EXERCISE »
Can you rewrite all of the records below, substituting "occurrence" for "instance" wherever it occurs and leaving everything else unchanged?
** BEGIN RECORDS SUPPLIED **
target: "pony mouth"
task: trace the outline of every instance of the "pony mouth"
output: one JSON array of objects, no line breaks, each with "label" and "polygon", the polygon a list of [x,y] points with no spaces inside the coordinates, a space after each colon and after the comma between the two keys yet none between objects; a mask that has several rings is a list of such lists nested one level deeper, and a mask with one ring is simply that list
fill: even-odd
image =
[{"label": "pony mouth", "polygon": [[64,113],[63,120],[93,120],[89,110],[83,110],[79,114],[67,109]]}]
** END RECORDS SUPPLIED **
CORRECT RESULT »
target: "pony mouth"
task: trace the outline of every occurrence of the "pony mouth"
output: one JSON array of objects, no line breaks, each with "label" and "polygon", the polygon a list of [x,y] points with no spaces inside the coordinates, a space after each colon and after the comma between the two keys yet none between objects; a mask that has several rings is a list of such lists nested one level deeper, and a mask with one ring is simply that list
fill: even-odd
image =
[{"label": "pony mouth", "polygon": [[64,113],[63,120],[93,120],[89,110],[83,110],[79,114],[67,109]]}]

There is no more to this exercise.